(EXERCISE INSTRUCTIONS)
Reproduce every entry in the listing without alteration.

(INPUT DATA)
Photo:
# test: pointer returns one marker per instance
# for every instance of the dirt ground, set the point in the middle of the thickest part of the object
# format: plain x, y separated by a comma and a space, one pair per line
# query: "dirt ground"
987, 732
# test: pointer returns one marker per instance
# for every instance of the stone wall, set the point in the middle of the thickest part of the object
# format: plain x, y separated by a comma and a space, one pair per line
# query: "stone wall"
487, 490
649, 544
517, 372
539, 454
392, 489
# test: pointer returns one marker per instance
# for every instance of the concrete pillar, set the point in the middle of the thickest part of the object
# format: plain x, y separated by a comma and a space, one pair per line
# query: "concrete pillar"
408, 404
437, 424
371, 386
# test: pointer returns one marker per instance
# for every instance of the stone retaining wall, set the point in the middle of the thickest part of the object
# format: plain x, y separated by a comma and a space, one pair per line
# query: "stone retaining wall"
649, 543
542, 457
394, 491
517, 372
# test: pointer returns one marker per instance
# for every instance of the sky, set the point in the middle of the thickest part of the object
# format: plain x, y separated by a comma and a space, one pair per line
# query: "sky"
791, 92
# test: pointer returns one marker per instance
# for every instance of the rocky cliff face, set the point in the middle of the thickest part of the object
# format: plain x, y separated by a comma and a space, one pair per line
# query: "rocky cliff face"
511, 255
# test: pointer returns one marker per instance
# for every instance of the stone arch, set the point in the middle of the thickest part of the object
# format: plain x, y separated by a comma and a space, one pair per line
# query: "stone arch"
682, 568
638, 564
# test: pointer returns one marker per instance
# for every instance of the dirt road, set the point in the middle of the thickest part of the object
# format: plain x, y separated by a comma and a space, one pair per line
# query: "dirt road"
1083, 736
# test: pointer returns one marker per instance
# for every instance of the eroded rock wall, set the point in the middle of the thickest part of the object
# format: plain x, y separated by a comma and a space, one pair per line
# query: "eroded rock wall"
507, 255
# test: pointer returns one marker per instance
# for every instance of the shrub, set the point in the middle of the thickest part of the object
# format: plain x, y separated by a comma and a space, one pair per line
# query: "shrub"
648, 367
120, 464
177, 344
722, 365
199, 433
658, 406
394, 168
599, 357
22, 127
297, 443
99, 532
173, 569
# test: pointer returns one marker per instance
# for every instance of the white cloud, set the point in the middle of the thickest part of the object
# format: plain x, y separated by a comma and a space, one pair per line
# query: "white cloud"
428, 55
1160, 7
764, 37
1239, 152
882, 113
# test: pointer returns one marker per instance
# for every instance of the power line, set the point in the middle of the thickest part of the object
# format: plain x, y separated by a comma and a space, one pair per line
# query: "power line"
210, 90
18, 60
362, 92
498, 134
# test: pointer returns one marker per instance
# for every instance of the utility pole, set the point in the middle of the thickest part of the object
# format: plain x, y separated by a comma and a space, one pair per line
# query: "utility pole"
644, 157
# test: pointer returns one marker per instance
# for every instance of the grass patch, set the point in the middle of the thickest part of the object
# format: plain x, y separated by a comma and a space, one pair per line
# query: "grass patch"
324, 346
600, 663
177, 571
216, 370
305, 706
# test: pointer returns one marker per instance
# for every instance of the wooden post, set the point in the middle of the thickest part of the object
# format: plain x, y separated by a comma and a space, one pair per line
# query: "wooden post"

(ANSWER TO THE PROBLEM)
Photo:
# test: pointer returns one marker per instance
# for every instance of the dirt ground, set the point in the middle of the thickest part of the object
# format: plain x, y separated by a comma and a space, one pair per line
# query: "dirt ground"
987, 732
# test: pointer returns one marker per instance
# for every instance of the stone wall, set the point in the middle of the thickest part of the object
# format: plain x, y separated by a comma and a space, one pair per line
# query: "stone wall"
487, 490
649, 544
517, 372
539, 454
392, 489
# test: pointer returns one marker per instance
# for every instance of the concrete pillar, set the point in the middle of the thickest part of the object
# format: plain x, y separated by a comma and a space, one pair per line
# query: "concrete pillar"
408, 404
437, 424
371, 386
# test: pointer returns one marker per instance
# for every instance of the stone retaining wall, set the point in the middle of the thickest part of the object
# format: plain x, y separated by a comma and a space, one pair per line
# query: "stone retaining wall"
649, 543
542, 457
394, 491
517, 372
# test: pointer returns one marker per instance
# for every instance of the sky, set the point in the middle of the thickest part of the object
# format: plain x, y separated by a comma and a space, one pair per line
# query: "sky"
791, 92
# test: pointer returns one marker per instance
# for every instance of the rocky cliff face, set the point in the middle of the thickest part of the object
# format: plain x, y separated by a comma and a space, one pair per line
# query: "rocky cliff face"
511, 255
# test: pointer returns one marker per instance
# for every instance of the stone arch, set the point in the middle of the thickest part of the object
# format: plain x, y separated by a comma and a space, one pair per line
# query: "stone arch"
682, 568
638, 564
# test: pointer returns one marker per instance
# for every instance of the dirt road, set the point in the middle of the thickest part of the object
# format: plain x, y separated by a comma and a space, one pair per line
# query: "dirt road"
1083, 736
# test: pointer returns one marker per instance
# for every instance of the eroded rock wall, set the point in the middle of the thickest part of the object
# format: plain x, y separated by a comma and a space, one pair per line
# query: "eroded rock wall"
507, 255
# test: pointer returns one marker per instance
# for every instance of the shrub, set the point in the middle of the thickest part of the object
# format: plain x, y separated by a comma and a space, one pair per line
# query: "shrub"
648, 367
120, 464
177, 344
722, 365
199, 433
658, 406
394, 168
599, 357
22, 127
297, 443
99, 532
173, 569
# test: pointer returns one marker per instance
# for every instance of the white cloud, set the point in the middle of the thickest part of the object
# format: plain x, y separated by a comma and a space, one pair per line
# query: "white cloud"
428, 55
1160, 7
764, 37
1239, 152
882, 113
# test: pointer returns one marker per instance
# for every instance of the power line, set the point in the middle of the thickest part of the object
# format: plain x, y separated by a comma and a space, one pair per line
# query: "power line"
210, 90
18, 60
362, 92
498, 134
# test: pointer returns one marker per instance
# for every instance of the utility pole, set the point in the middle of the thickest part of the object
# format: plain x, y separated by a comma and a space, one pair per line
# query: "utility pole"
644, 157
# test: pointer returns one marker per instance
# for every instance of the grass patch, set the point in the middle of the thickest part of the object
# format: plain x, y separated by a comma and a space, one pair per line
# query: "grass patch"
324, 346
600, 663
177, 571
216, 370
305, 706
# test: pointer returns one marker per instance
# for every instance of the wooden post, set the point in the middle of the thickest part of the object
# format: plain x, y separated by a comma and a space, one pair per line
# query: "wooden post"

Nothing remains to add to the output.